Recorded data:
☆ ☆ ☆

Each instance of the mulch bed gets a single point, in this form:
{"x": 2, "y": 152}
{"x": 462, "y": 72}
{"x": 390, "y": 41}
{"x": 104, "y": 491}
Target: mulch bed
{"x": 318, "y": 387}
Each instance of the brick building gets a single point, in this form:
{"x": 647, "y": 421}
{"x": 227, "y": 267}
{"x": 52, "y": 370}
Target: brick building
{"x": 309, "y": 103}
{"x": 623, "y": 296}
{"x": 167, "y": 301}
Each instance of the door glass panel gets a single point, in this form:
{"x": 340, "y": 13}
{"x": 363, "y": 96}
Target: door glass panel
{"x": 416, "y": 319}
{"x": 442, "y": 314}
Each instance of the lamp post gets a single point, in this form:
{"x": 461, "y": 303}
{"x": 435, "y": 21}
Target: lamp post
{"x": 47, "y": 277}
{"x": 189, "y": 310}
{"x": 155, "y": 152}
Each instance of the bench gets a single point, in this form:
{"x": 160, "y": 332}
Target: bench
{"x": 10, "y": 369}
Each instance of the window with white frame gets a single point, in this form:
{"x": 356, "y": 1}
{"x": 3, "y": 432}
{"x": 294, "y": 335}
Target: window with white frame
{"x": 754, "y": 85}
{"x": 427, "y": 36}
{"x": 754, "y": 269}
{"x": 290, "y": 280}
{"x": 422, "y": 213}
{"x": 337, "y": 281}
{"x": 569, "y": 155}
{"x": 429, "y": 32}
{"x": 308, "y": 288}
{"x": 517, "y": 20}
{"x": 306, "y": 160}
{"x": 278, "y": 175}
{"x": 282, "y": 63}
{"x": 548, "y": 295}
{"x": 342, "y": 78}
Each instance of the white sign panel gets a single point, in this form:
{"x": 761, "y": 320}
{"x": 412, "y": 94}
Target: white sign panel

☆ ☆ ☆

▸ **EXERCISE DESCRIPTION**: Edit the records by changing every "Target" to "Object", and leave everything else unchanged.

▸ **ANSWER TO THE EXERCISE**:
Each instance of the mulch bed gets a single point, in this form:
{"x": 2, "y": 152}
{"x": 462, "y": 72}
{"x": 390, "y": 41}
{"x": 104, "y": 491}
Object: mulch bed
{"x": 318, "y": 387}
Each instance of the brick building gets a single point, in this form:
{"x": 647, "y": 421}
{"x": 227, "y": 267}
{"x": 52, "y": 370}
Object: brick building
{"x": 309, "y": 103}
{"x": 623, "y": 296}
{"x": 167, "y": 301}
Each instance of the door glass panel gets a single point, in this form:
{"x": 340, "y": 13}
{"x": 363, "y": 96}
Object: door glass panel
{"x": 416, "y": 319}
{"x": 442, "y": 314}
Each instance of the lamp post gets a single point, in this form:
{"x": 461, "y": 303}
{"x": 435, "y": 21}
Object: lamp post
{"x": 47, "y": 277}
{"x": 189, "y": 310}
{"x": 155, "y": 152}
Each instance of the bench gets a single point, in this form:
{"x": 160, "y": 332}
Object: bench
{"x": 10, "y": 369}
Each instance of the window with white frame gets a single point, in this form:
{"x": 356, "y": 1}
{"x": 3, "y": 432}
{"x": 294, "y": 335}
Object: window with white frame
{"x": 754, "y": 85}
{"x": 427, "y": 36}
{"x": 754, "y": 269}
{"x": 290, "y": 280}
{"x": 422, "y": 213}
{"x": 337, "y": 281}
{"x": 569, "y": 155}
{"x": 429, "y": 32}
{"x": 308, "y": 288}
{"x": 517, "y": 20}
{"x": 306, "y": 160}
{"x": 278, "y": 175}
{"x": 282, "y": 63}
{"x": 548, "y": 295}
{"x": 342, "y": 78}
Each instance of the white sign panel gets a single point, in this form:
{"x": 761, "y": 320}
{"x": 412, "y": 94}
Object: white sign panel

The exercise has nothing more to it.